*** Opening TEXT UNDER STUDY ***

Dumping Syndrome is a rapid emptying of the gastric contents into the small intestine that occurs following gastric resection.
Dumping syndrome consists of a series of vasomotor and GI signs and symptoms and occurs in patients who have undergone vagotomy and drainage (especially Billroth procedures).
Two phases of dumping are early and late, can occur. Early dumping takes place 15-30 min after meals and consists of:
crampy abdominal discomfort, nausea, diarrhea, belching, tachycardia, palpitations, diaphoresis, light-headedness, and, rarely, syncope.
These signs and symptoms arise from the rapid emptying of hyperosmolar gastric contents into the small intestine, resulting in a fluid shift into the gut lumen with plasma volume contraction and acute intestinal distention. Release o f vasoactive G I hormones (vasoactive intestinal polypeptide, Neurotensin, motilin ) is also theorized to play a role in early dumping .

*** Closing TEXT UNDER STUDY ***
*** Opening RECORDS PROVIDED ***

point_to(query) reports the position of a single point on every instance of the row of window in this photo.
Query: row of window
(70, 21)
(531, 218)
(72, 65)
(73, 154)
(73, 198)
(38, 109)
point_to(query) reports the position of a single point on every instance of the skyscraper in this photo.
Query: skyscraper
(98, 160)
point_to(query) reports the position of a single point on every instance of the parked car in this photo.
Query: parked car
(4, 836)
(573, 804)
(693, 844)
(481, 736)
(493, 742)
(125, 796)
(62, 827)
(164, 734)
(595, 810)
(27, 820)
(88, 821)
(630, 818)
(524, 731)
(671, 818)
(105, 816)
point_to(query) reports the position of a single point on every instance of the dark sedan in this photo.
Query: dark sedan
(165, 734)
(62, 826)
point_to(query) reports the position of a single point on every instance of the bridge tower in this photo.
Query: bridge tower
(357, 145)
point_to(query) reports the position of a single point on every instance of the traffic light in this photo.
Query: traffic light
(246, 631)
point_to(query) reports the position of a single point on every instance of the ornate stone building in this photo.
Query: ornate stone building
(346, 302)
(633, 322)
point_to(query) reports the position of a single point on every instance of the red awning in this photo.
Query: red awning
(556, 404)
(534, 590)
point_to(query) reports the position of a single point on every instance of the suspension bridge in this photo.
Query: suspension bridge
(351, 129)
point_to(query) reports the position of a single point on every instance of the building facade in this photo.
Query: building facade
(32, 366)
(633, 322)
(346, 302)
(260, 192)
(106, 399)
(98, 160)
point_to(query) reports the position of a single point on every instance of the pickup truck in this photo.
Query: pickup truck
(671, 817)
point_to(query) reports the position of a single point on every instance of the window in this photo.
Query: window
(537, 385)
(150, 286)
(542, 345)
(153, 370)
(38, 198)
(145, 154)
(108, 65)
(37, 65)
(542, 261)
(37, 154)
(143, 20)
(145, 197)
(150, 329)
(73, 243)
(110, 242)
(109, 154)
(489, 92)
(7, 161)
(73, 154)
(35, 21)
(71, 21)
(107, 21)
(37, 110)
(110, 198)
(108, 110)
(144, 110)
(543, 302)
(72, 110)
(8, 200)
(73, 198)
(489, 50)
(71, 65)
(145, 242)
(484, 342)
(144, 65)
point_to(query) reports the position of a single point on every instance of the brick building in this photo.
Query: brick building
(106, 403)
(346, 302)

*** Closing RECORDS PROVIDED ***
*** Opening RECORDS PROVIDED ***

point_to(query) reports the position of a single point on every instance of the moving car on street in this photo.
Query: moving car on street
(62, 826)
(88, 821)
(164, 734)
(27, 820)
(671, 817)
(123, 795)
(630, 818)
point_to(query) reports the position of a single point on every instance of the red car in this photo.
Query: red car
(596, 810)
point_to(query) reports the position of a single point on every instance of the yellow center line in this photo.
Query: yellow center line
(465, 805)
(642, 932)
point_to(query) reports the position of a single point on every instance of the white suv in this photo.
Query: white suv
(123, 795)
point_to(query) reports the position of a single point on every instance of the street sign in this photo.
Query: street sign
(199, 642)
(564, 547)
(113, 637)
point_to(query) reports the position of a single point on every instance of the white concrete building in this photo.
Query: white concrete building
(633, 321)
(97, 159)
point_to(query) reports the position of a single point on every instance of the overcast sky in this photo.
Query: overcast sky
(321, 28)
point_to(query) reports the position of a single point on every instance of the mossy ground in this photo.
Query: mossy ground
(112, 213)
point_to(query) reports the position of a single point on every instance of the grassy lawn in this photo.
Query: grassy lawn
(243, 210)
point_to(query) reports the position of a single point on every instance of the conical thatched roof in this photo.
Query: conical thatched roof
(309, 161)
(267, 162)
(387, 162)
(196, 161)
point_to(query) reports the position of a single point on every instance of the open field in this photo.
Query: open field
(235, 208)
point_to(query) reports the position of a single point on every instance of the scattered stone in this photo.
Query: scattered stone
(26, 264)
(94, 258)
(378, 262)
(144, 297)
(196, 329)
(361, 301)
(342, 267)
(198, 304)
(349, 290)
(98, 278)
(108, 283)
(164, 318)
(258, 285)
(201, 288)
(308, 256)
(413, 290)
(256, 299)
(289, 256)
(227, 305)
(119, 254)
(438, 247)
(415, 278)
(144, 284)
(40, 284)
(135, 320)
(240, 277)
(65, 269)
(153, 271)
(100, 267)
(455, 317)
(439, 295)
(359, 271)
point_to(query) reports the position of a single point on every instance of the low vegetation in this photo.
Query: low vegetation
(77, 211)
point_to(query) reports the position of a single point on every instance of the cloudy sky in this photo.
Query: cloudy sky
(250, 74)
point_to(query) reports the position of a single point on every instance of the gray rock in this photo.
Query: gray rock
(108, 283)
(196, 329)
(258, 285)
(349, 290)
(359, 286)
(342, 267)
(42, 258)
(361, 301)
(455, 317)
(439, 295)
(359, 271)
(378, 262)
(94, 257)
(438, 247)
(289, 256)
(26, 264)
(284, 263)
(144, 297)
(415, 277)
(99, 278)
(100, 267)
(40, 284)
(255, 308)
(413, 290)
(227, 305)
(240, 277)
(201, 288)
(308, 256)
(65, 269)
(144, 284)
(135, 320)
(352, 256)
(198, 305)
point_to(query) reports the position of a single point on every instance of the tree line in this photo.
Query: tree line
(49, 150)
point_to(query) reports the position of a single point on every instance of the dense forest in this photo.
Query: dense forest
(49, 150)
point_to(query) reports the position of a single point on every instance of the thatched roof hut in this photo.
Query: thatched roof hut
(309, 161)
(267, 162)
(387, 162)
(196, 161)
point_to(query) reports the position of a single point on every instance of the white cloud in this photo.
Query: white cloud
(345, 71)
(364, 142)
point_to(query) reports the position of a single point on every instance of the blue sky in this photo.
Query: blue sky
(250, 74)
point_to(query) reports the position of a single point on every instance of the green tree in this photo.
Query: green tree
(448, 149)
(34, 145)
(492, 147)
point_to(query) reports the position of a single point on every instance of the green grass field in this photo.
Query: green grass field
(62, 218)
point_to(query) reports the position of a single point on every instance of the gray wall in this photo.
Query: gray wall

*** Closing RECORDS PROVIDED ***

[WORK TO COMPLETE]
[1] In the text on dumping syndrome, transcribe word for word the part that begins at the words "Dumping syndrome consists" and ends after "(especially Billroth procedures).".
[2] Go on with the text on dumping syndrome, picking up after its last sentence.
The data comes from a different source than the text.

[ANSWERS]
[1]
Dumping syndrome consists of a series of vasomotor and GI signs and symptoms and occurs in patients who have undergone vagotomy and drainage (especially Billroth procedures).

[2]
The late phase of dumping typically occurs 90 min to 3 h after meals. Vasomotor symptoms (light-headedness, diaphoresis, palpitations, tachycardia, and syncope) predominate during this phase.
- Symptoms occurring 30 minutes after eating
- Nausea and vomiting
- Feelings of abdominal fullness and abdominal cramping
- Palpitations and tachycardia
- Weakness and dizziness
- Borborygmi (loud gurgles indicating hyperperistalsis)
How Dumping Syndrome can be prevented:
- Avoid sugar, salt, and milk.
- Eat a high-protein, high-fat, low-carbohydrate diet.
- Eat small meals and avoid consuming fluids with meals.
- Lie down after meals.
- Take antispasmodic medications as prescribed to delay gastric emptying.